WHAT IS BEING ASKED: Print the rows below word for word, from the line that contains "Target: path surface" through the line that contains "[(557, 127)]", with both of those lines included.

EXTRACTED RECORDS:
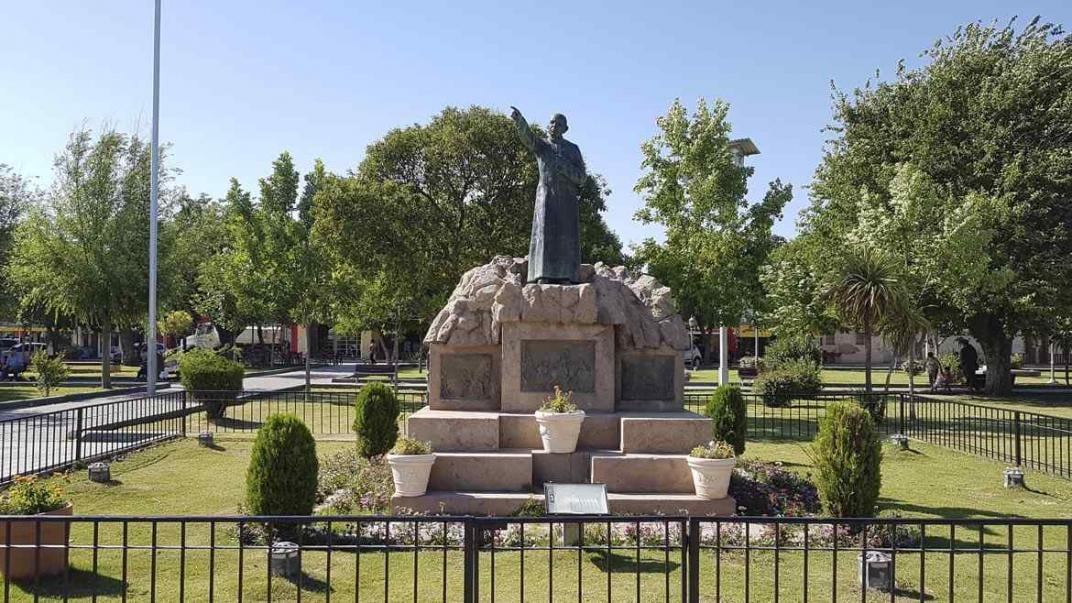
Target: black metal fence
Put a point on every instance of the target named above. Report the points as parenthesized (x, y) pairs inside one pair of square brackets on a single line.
[(1025, 439), (363, 558), (34, 443)]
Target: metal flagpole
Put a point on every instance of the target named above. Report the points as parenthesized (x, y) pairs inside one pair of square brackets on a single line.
[(153, 192)]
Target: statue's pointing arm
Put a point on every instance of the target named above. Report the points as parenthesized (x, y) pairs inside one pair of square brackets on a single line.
[(523, 130), (574, 166)]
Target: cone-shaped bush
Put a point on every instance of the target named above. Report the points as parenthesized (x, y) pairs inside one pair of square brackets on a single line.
[(375, 420), (729, 416), (847, 455), (282, 475)]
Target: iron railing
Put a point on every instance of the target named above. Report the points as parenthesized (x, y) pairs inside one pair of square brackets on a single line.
[(1025, 439), (581, 558), (34, 443)]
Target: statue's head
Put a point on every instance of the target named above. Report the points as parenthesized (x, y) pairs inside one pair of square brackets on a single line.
[(557, 126)]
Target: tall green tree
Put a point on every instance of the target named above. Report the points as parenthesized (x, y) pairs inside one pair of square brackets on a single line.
[(83, 251), (866, 293), (983, 124), (715, 241), (430, 202)]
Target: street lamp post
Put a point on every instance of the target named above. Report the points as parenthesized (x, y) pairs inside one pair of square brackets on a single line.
[(151, 367)]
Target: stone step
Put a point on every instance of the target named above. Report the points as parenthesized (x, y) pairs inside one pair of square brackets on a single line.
[(508, 503), (482, 471), (598, 431), (642, 473), (449, 430), (672, 432)]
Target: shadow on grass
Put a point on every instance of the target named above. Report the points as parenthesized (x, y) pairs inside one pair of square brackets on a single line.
[(75, 584), (309, 584), (616, 563)]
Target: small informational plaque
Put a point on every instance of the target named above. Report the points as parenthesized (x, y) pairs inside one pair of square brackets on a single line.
[(576, 499)]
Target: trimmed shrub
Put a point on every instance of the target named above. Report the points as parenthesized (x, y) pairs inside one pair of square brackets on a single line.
[(847, 455), (793, 379), (375, 420), (788, 349), (729, 416), (281, 479), (212, 380)]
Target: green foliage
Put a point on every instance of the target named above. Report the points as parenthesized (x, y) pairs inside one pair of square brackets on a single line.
[(452, 193), (406, 445), (1016, 361), (559, 402), (788, 381), (866, 292), (83, 252), (376, 420), (177, 323), (715, 241), (847, 455), (713, 450), (282, 475), (729, 415), (958, 168), (50, 371), (788, 349), (211, 379), (30, 496)]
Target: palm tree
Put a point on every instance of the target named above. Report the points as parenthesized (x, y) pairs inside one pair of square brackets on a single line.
[(865, 292)]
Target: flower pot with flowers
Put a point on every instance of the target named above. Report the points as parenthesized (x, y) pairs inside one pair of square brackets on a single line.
[(30, 547), (712, 466), (411, 461), (560, 423)]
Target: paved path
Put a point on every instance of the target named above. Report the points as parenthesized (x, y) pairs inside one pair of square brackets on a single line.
[(41, 438)]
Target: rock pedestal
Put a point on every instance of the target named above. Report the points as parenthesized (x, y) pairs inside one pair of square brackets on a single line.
[(497, 350)]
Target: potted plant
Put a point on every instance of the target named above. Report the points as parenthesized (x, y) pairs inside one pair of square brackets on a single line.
[(21, 559), (712, 466), (560, 423), (411, 461)]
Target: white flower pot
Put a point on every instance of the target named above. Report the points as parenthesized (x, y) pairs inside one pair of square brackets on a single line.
[(559, 430), (711, 476), (410, 472)]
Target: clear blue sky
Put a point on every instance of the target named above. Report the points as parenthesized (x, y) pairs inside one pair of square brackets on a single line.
[(243, 81)]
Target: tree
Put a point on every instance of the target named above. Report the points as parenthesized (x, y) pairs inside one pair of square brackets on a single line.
[(16, 194), (991, 143), (177, 324), (715, 241), (866, 293), (428, 203), (84, 250)]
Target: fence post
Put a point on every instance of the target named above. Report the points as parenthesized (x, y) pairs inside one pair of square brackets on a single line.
[(77, 435), (1015, 428), (691, 569), (470, 558)]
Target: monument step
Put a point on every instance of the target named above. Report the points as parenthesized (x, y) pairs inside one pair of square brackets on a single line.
[(449, 430), (508, 503), (598, 431), (642, 473), (671, 432), (482, 471)]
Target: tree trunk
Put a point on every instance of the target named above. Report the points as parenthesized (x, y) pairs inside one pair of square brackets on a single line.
[(106, 353), (867, 357), (997, 349), (127, 347)]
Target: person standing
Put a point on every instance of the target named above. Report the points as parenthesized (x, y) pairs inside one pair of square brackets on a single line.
[(969, 363), (932, 365)]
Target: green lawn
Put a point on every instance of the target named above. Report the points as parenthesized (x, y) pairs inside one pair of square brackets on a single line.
[(181, 478)]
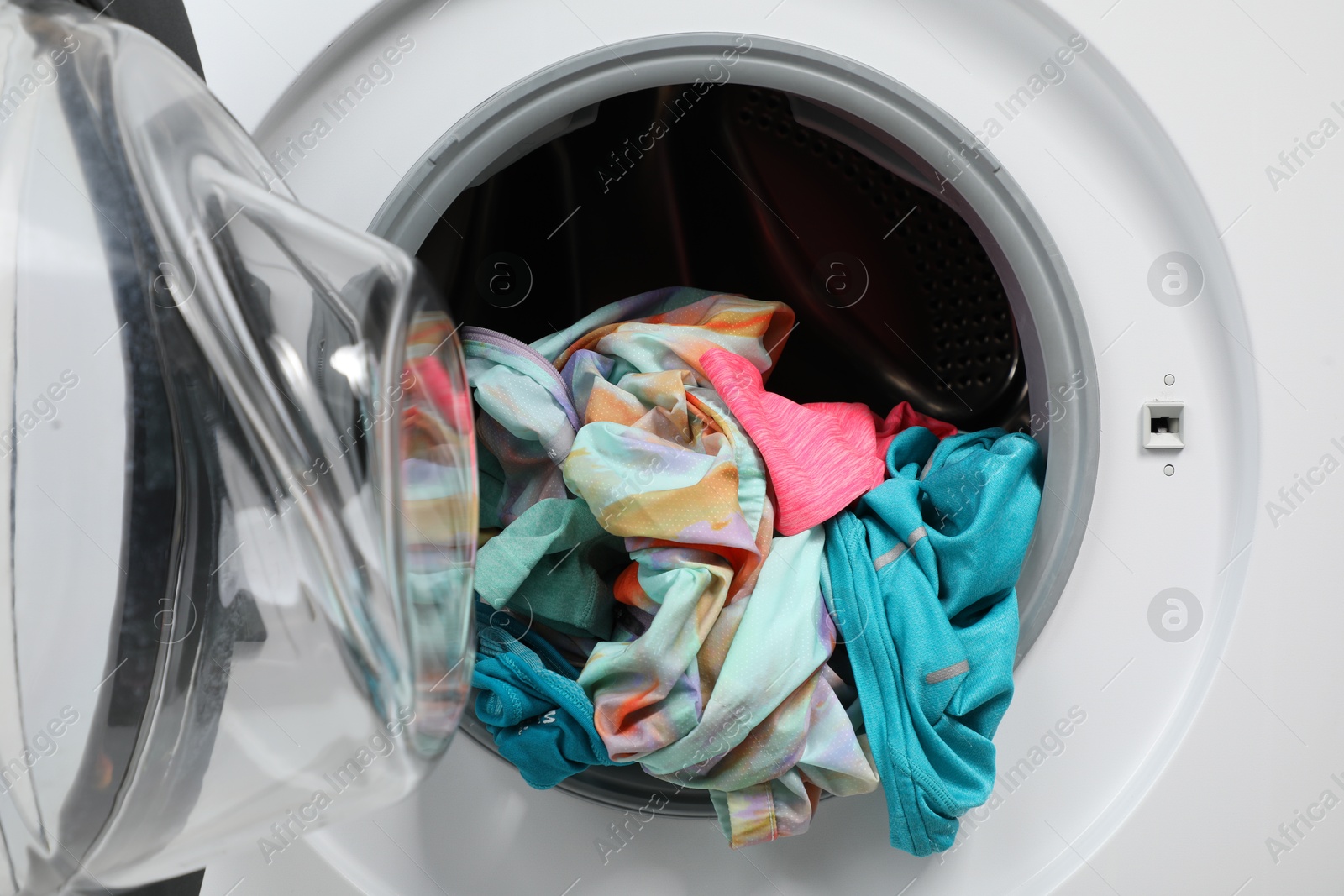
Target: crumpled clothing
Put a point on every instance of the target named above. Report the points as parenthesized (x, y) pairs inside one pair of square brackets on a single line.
[(629, 331), (530, 701), (773, 732), (528, 421), (696, 526), (820, 456), (920, 579), (692, 694), (548, 567), (436, 499)]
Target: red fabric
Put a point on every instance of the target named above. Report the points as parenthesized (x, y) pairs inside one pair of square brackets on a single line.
[(820, 457)]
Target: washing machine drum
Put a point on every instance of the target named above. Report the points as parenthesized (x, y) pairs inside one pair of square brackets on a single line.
[(242, 473), (239, 479)]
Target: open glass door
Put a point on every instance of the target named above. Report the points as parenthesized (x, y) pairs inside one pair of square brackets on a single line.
[(239, 481)]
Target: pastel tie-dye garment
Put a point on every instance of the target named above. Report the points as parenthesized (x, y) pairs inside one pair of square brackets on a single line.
[(696, 685)]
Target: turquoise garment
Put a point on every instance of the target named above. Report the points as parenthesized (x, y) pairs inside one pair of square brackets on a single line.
[(548, 566), (528, 421), (920, 579), (541, 719)]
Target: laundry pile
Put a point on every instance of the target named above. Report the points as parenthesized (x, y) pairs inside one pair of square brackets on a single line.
[(669, 555)]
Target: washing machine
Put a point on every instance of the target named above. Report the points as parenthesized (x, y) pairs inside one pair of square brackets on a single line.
[(1106, 223)]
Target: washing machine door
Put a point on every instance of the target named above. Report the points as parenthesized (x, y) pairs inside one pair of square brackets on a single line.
[(239, 483)]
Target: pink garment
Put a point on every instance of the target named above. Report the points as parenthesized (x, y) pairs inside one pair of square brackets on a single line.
[(820, 457)]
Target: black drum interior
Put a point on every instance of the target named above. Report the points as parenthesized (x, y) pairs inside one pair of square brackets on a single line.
[(723, 188)]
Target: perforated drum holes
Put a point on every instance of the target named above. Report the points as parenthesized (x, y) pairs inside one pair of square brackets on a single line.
[(1175, 280), (1175, 616)]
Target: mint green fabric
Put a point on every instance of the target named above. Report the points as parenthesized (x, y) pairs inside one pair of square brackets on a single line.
[(920, 579), (490, 484), (548, 566)]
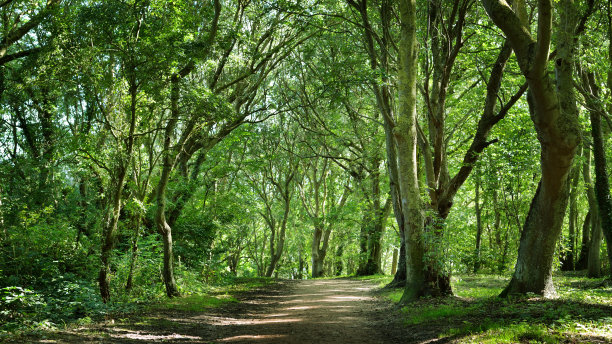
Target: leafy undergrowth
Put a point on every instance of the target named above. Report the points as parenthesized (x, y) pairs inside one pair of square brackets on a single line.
[(581, 314), (71, 304)]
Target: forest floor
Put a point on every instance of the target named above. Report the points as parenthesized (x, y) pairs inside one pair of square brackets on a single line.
[(351, 310), (308, 311)]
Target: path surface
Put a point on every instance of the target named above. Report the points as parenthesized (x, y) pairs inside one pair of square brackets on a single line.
[(311, 311), (316, 311)]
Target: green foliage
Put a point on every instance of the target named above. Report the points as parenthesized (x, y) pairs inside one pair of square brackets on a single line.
[(477, 315)]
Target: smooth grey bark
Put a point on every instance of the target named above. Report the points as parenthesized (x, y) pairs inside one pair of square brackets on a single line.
[(405, 133), (114, 192), (581, 264), (384, 98), (567, 259), (478, 224), (593, 263), (602, 185), (558, 133)]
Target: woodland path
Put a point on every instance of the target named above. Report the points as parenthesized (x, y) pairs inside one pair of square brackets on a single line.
[(308, 311)]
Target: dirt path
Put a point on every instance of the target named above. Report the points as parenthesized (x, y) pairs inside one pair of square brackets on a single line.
[(311, 311), (316, 311)]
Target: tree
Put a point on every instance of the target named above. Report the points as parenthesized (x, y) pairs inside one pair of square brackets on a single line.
[(558, 133), (405, 134)]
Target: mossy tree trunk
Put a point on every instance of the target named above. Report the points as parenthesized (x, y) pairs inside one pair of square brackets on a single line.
[(557, 127)]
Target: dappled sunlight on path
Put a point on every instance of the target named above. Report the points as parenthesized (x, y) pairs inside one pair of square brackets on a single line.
[(311, 311)]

ANSWER IN FULL:
Target: path surface
Put a point on every instance of the target named above. Report the points as parenthesized (x, y) pairs inside one pair of square brackets on a single line.
[(311, 311), (316, 311)]
Target: green foliage
Put a point on every instance of the target named above. Report the points as parenthesized (x, y) pairs inside one pair of square brackets on a single line.
[(477, 315)]
Target: smooth grey bark
Put a point on every instance of the target named above. Report the points as parenthesized (x, y) pairs inside one pair of square brackets on a single line.
[(405, 133), (114, 192), (581, 264), (384, 98), (567, 259), (478, 224), (593, 263), (602, 185), (558, 133)]
Target: woodland path
Put a point on every instance of the target named above. Report the points as parenthesized (x, y) pairs inside one pair of square brackets on a single line.
[(308, 311)]
Target: dirt path
Put a point on every instance of the target named above. Report the points as parenthesized (x, y) pairs inside one pair of square brackets on a single line.
[(311, 311), (316, 311)]
Target: tree
Put a point on every instance of the target named above. Report the points as parenthesized (x, y) pairs inside one pair of square brackets on a single line.
[(558, 133), (405, 134)]
Target: mossy tree trunk
Put a point on every instance of the target named above. Report the points as parenthesized (x, y) pairs inside one pair of square brackets on a single line.
[(557, 127)]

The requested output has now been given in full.